Exercise details:
Pick out every line in the listing below that contains the word "hair", matching case exactly, and copy those lines.

##### Stored records #####

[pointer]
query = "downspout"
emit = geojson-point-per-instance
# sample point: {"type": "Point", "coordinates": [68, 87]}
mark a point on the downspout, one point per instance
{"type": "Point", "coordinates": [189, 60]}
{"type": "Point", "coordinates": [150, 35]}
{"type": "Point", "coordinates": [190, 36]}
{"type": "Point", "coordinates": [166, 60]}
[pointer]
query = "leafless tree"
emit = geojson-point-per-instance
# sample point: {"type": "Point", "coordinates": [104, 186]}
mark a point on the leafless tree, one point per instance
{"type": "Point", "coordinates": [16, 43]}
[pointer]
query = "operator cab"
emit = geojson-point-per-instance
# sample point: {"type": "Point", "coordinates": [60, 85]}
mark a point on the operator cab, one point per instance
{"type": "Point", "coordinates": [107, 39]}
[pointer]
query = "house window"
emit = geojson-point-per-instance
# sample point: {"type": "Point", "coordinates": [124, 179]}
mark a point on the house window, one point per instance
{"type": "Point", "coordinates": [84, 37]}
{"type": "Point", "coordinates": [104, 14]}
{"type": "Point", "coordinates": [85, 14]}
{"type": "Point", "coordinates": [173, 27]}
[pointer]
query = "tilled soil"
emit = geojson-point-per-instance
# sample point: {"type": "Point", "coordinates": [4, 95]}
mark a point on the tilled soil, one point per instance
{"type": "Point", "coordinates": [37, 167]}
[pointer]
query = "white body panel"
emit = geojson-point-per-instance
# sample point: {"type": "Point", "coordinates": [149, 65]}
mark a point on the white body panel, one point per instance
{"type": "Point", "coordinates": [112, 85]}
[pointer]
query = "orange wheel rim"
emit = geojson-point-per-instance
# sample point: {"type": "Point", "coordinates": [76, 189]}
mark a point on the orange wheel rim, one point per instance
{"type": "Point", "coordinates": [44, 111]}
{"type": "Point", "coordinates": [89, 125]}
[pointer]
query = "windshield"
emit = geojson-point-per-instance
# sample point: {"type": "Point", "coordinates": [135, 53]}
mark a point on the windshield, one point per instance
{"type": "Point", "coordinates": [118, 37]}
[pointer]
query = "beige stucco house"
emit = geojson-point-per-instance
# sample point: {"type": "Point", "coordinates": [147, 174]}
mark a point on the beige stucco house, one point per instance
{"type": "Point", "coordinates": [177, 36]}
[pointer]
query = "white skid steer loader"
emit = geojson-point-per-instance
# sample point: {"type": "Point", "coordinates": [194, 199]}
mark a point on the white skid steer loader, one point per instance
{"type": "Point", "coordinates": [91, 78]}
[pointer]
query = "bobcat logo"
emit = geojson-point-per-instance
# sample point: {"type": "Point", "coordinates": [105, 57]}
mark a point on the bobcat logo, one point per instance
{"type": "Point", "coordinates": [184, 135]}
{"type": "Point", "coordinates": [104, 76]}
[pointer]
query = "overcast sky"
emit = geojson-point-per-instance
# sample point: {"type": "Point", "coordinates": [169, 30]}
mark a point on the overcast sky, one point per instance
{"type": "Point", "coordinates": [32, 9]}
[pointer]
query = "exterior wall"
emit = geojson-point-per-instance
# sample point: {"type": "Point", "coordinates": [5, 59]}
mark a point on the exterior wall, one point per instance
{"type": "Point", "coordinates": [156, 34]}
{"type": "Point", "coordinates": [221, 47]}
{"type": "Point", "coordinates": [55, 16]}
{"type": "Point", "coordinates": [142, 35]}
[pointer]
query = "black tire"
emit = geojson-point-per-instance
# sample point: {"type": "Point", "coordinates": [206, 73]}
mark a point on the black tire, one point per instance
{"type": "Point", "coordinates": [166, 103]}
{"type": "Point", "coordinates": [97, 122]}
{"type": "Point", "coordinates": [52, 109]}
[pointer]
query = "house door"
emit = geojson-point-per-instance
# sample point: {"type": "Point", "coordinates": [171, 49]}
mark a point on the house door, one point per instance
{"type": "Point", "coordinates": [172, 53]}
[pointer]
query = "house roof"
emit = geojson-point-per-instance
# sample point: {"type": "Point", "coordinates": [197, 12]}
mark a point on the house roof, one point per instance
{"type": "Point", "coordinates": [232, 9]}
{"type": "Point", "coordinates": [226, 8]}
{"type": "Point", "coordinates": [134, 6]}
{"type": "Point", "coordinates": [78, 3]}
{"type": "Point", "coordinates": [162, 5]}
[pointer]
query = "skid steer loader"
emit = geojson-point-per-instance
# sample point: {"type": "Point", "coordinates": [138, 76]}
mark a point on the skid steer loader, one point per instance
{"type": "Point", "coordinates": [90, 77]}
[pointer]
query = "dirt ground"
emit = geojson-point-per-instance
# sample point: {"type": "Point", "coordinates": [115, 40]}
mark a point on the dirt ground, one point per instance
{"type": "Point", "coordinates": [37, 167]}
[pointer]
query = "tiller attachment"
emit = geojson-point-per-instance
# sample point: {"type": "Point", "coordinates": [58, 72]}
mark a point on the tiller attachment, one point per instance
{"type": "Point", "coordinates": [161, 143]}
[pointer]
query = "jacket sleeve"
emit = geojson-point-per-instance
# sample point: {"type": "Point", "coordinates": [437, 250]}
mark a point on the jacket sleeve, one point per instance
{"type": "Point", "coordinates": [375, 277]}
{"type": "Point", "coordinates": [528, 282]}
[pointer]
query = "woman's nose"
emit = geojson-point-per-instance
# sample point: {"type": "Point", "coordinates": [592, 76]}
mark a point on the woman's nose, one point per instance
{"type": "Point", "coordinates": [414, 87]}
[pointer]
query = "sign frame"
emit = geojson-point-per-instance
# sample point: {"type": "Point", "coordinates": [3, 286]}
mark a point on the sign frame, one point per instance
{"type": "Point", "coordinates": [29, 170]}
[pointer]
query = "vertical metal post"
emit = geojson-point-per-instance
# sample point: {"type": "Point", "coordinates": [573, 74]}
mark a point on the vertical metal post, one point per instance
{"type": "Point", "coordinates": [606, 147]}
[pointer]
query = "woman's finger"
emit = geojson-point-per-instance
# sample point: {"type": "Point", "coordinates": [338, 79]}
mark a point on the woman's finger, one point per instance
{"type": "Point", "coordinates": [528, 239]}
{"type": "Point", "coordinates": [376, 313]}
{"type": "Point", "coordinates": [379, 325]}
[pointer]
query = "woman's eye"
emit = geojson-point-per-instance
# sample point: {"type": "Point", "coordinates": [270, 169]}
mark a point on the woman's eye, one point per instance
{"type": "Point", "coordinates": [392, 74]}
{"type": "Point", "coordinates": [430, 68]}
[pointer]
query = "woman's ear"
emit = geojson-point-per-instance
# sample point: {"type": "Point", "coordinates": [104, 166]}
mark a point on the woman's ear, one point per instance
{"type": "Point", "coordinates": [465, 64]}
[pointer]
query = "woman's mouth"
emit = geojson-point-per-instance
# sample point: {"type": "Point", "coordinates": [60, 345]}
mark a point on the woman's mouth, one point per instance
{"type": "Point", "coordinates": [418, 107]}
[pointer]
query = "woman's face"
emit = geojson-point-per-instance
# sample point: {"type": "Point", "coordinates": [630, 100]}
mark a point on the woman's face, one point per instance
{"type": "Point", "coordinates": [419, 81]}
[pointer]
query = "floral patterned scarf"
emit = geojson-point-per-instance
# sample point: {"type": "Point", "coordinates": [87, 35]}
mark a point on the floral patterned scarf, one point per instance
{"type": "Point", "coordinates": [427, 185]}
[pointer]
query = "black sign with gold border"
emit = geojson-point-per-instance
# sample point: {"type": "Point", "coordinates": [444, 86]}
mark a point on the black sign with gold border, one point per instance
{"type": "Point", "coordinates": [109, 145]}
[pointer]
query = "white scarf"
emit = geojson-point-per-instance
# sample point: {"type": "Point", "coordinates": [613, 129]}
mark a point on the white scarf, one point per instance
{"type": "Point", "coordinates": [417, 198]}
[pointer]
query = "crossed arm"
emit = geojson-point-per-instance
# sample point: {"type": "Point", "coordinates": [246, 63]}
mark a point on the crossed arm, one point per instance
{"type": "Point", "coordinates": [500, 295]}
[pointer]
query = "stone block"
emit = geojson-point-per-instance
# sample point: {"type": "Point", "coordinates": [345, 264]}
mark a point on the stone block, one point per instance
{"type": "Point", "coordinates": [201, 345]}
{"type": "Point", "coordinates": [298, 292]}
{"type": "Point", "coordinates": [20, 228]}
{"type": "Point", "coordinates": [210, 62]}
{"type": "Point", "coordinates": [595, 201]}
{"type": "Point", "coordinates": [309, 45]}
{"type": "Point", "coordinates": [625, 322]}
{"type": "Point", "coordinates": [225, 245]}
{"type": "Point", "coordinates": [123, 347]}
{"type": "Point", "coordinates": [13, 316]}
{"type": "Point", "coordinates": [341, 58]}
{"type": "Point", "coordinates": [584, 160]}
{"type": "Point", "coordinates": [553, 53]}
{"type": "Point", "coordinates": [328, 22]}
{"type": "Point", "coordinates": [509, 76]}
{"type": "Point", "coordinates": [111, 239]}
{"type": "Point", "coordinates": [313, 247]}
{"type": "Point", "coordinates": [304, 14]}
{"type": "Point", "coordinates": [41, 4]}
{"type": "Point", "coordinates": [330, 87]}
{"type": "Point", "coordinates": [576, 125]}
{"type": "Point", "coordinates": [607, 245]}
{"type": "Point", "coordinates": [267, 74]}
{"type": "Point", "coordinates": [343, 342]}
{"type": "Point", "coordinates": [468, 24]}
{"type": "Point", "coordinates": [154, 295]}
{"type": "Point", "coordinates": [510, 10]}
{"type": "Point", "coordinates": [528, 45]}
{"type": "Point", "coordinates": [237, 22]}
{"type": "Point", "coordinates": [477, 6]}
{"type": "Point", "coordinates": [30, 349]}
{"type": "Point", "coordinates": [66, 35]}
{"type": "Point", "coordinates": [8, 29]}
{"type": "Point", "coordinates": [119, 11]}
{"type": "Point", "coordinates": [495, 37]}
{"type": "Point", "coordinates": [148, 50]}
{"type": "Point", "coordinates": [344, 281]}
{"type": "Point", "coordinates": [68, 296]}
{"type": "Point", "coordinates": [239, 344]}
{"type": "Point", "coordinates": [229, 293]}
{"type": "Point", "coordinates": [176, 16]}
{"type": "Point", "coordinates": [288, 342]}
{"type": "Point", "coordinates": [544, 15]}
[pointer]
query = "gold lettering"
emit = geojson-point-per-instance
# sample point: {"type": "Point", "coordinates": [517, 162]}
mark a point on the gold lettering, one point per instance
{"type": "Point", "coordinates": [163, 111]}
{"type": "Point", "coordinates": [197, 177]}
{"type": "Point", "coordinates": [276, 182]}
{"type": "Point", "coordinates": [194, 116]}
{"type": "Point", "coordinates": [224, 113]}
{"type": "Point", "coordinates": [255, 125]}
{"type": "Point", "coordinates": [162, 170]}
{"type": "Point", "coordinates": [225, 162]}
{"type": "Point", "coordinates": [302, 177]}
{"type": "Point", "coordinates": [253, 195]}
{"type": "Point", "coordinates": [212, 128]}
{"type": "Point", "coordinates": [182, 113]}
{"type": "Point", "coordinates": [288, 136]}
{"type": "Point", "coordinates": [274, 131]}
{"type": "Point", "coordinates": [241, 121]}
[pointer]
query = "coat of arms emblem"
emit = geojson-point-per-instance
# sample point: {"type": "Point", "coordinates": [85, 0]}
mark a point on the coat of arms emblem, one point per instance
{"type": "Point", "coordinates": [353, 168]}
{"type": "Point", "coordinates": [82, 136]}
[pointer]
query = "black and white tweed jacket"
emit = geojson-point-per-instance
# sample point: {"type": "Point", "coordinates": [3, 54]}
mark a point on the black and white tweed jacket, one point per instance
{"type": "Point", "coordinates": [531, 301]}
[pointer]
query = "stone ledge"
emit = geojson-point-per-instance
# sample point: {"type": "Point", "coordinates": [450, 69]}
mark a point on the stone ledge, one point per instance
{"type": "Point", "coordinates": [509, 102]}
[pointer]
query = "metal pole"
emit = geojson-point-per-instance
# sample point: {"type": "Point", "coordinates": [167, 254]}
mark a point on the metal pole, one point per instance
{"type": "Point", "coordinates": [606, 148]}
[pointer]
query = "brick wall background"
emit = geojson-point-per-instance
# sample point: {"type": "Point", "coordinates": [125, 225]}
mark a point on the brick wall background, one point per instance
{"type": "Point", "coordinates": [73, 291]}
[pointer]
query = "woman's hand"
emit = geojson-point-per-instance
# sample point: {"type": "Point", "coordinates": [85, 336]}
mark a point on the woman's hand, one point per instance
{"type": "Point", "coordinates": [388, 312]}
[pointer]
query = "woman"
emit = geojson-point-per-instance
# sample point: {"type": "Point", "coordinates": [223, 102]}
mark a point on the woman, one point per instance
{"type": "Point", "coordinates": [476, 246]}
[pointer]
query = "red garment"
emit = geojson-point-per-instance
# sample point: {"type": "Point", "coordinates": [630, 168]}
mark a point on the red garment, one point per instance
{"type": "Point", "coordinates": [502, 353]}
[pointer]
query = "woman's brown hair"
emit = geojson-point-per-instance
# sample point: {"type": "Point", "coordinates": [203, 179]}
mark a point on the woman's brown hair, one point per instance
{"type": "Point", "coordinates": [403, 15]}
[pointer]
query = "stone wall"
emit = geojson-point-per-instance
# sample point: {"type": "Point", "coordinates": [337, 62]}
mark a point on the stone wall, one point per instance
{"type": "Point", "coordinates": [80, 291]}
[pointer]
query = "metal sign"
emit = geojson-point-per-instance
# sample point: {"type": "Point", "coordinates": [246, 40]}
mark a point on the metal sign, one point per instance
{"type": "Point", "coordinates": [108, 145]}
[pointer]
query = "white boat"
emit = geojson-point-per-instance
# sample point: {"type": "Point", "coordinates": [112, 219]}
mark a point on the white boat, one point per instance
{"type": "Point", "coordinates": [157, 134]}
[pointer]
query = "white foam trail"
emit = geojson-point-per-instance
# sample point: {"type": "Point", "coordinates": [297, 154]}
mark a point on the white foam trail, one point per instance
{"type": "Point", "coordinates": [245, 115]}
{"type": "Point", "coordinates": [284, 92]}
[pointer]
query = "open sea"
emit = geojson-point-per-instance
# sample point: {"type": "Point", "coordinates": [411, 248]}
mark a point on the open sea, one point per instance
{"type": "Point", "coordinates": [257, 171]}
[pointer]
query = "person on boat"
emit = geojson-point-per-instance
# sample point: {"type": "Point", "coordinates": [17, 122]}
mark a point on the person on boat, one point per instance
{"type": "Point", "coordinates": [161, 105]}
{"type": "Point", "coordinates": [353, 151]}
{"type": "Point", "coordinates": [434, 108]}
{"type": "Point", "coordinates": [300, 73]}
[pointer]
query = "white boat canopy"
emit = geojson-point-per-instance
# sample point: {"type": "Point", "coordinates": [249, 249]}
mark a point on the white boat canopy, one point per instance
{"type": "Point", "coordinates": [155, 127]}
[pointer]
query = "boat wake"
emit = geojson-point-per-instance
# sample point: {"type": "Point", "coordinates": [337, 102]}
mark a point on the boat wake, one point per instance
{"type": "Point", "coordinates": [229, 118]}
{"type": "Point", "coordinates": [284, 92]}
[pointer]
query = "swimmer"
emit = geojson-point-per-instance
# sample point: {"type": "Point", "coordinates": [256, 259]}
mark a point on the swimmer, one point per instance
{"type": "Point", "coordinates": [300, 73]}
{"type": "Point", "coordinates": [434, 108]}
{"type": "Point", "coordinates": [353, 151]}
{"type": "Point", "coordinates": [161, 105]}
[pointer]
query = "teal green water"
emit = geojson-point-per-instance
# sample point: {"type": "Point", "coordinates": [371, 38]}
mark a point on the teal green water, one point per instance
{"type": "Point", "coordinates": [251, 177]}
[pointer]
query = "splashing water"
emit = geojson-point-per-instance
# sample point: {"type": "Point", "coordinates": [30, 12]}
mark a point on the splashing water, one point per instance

#####

Exercise output:
query = "woman's brown hair"
mark a point on the woman's brown hair, one point per instance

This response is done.